• _Vos consignes_
- 1) Relevez tous les noms de personnes qui apparaissent dans l'article sur le scandale du Mediator.
- 2) Recopiez mot pour mot le passage de l'article sur le scandale du Mediator qui commence à « Dans la salle » et se termine à « scandales sanitaires français. ».

··· Texte retenu

Scandale du Mediator : les laboratoires Servier et l’ANSM condamnés
Publié : 29 mars 2021 à 9h15 par Iris Mazzacurati
Plus de dix ans après le retentissant scandale du Mediator, les laboratoires Servier ont été condamnés lundi 29 mars à 2,7 millions d'euros d'amende pour "tromperie aggravée" et "homicides et blessures involontaires" dans le scandale sanitaire de leur médicament Mediator, produit à Gidy dans le Loiret, tenu pour responsable de plusieurs centaines de décès.
Les laboratoires ont "fragilisé la confiance dans le système de santé", a déclaré la présidente du tribunal Sylvie Daunis. Les laboratoires ont en revanche été relaxés des faits d'"escroquerie".
"Malgré la connaissance qu'ils avaient des risques encourus depuis de très nombreuses années, (...) ils n'ont jamais pris les mesures qui s'imposaient et ainsi trompé" les consommateurs du Mediator, a déclaré la présidente du tribunal correctionnel.
Jean-Philippe Seta, l'ex-numéro 2 du groupe pharmaceutique et ancien bras droit du tout-puissant Jacques Servier, décédé en 2014, a lui été condamné à quatre ans d'emprisonnement avec sursis. Le parquet avait requis à son encontre cinq ans dont trois ferme et 200.000 euros d'amende.
303 000 € d’amende pour l’ANSM
L'Agence nationale de sécurité du médicament (ANSM), jugée pour avoir tardé à suspendre la commercialisation du Mediator, a quant à elle été condamnée à 303 000 euros d'amende.
Le tribunal correctionnel a estimé que l'Agence avait "failli dans (son) rôle de police sanitaire et de gendarme du médicament" et lui a infligé la peine maximale de 225 000 euros pour "homicides et blessures involontaires" par négligence, à laquelle s'ajoutent des peines d'amendes contraventionnelles à hauteur de 78 000 euros. Le parquet avait requis une amende de 200.000 euros.
Un procès « hors normes »
Dans la salle d'audience principale, quelques dizaines de parties civiles - sur les plus de 6 500 constituées à l'occasion de ce procès "hors norme", espérant un jugement "exemplaire".
A leurs côtés : la pneumologue de Brest Irène Frachon, qui a révélé au grand public cette affaire, l'un des pires scandales sanitaires français.
Lors du procès-fleuve ouvert en septembre 2019 et clos en juillet 2020, une question a été centrale : comment le Mediator a-t-il pu être prescrit pendant trente-trois ans malgré les alertes répétées sur sa dangerosité ?
Pour l'accusation, les laboratoires Servier ont sciemment dissimulé les propriétés anorexigènes (coupe-faim) et les dangereux effets secondaires de ce médicament, utilisé par 5 millions de personnes jusqu'à son retrait du marché en 2009.
Les laboratoires Servier se sont toujours inlassablement défendus d'une "volonté délibérée de tromper". "Ils n'ont pas identifié un signal de risque significatif avant 2009", a argué l'un des avocats du groupe.

······
··· Données fournies

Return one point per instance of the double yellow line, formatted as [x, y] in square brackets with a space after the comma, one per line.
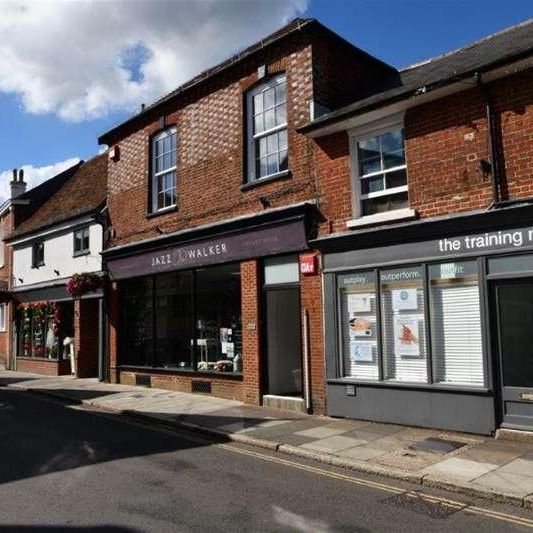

······

• _Réponses ci-dessous_
- 1) Iris Mazzacurati, Sylvie Daunis, Jean-Philippe Seta, Jacques Servier, Irène Frachon

- 2)
Dans la salle d'audience principale, quelques dizaines de parties civiles - sur les plus de 6 500 constituées à l'occasion de ce procès "hors norme", espérant un jugement "exemplaire".
A leurs côtés : la pneumologue de Brest Irène Frachon, qui a révélé au grand public cette affaire, l'un des pires scandales sanitaires français.